Directions for this task - In the data below, which lines contain "every"? List them by copying each one.
== Segment start ==
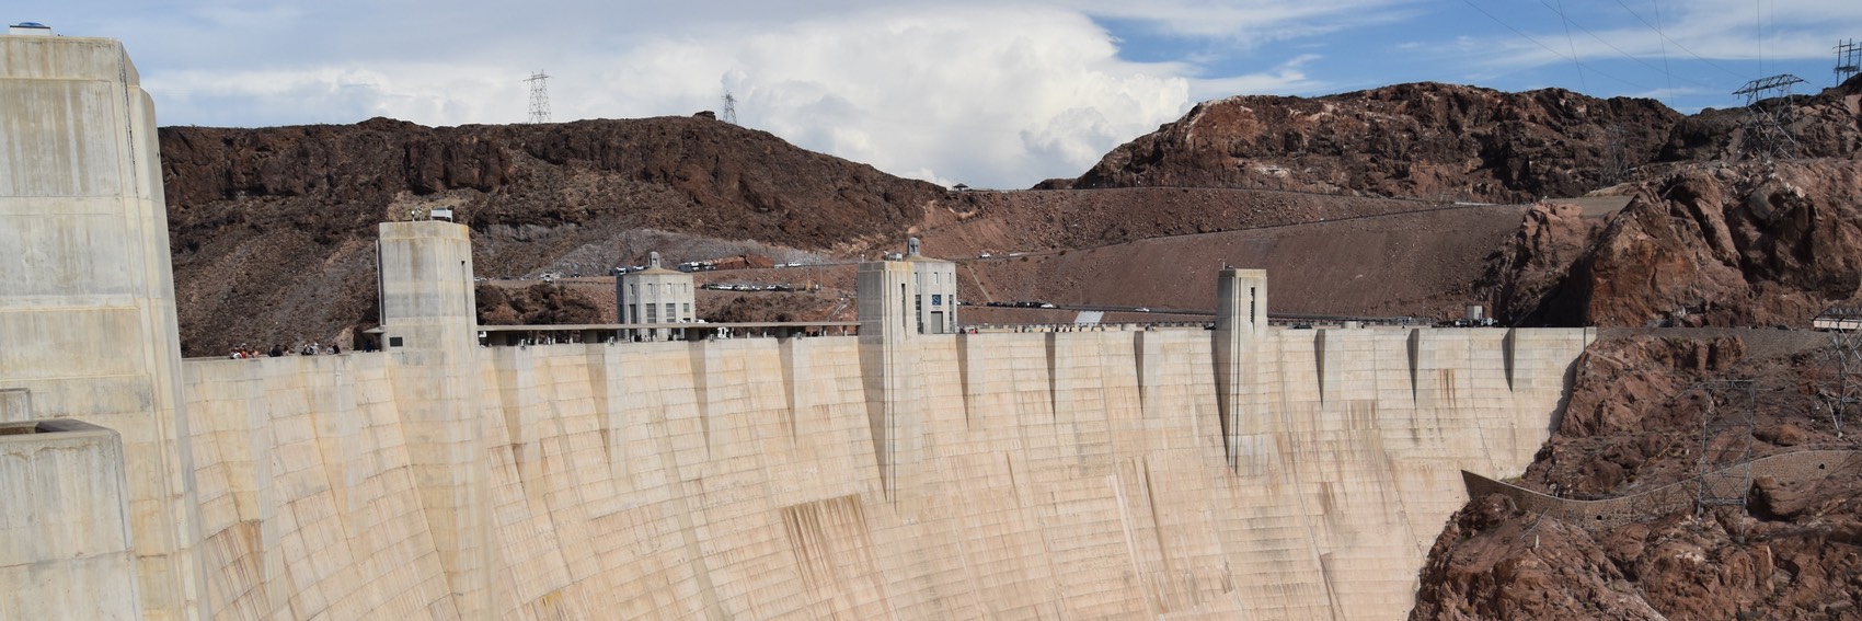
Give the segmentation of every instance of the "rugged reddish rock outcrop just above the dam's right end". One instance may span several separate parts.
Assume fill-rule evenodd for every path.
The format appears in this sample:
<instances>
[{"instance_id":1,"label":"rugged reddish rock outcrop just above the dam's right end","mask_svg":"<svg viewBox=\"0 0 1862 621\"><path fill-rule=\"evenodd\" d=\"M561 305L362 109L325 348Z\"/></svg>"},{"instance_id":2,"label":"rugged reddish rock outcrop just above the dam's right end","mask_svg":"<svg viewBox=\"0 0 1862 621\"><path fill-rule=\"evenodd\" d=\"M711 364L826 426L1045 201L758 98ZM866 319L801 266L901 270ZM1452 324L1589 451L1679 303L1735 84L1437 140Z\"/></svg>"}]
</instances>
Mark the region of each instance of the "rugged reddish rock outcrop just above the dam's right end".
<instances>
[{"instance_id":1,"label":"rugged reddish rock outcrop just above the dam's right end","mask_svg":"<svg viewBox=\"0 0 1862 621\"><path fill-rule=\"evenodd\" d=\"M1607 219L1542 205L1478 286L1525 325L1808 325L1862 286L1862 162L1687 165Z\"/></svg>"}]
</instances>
== Segment end ==
== Segment start ==
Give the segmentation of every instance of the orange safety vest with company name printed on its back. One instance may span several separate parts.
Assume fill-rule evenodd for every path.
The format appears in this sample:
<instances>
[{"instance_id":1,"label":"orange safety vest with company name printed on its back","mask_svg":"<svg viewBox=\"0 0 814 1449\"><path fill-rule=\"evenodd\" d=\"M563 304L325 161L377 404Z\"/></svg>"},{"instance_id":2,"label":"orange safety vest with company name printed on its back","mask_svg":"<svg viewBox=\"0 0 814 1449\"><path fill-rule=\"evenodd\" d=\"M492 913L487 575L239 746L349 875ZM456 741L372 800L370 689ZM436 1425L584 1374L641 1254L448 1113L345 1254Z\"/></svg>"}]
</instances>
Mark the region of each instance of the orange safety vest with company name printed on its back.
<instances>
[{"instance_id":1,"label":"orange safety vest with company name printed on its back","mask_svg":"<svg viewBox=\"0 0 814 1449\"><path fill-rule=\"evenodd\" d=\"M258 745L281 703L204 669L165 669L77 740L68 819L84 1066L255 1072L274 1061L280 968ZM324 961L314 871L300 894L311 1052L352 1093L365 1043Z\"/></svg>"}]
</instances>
== Segment end ==
Result for this exercise -
Give the segmentation of every instance of the "rugged reddish rock outcrop just above the dam's right end". One instance may span several separate parts.
Assume fill-rule evenodd for every path.
Give the segmentation of every instance of the orange safety vest with company name printed on its back. One instance may span several separate parts.
Assume fill-rule evenodd for every path.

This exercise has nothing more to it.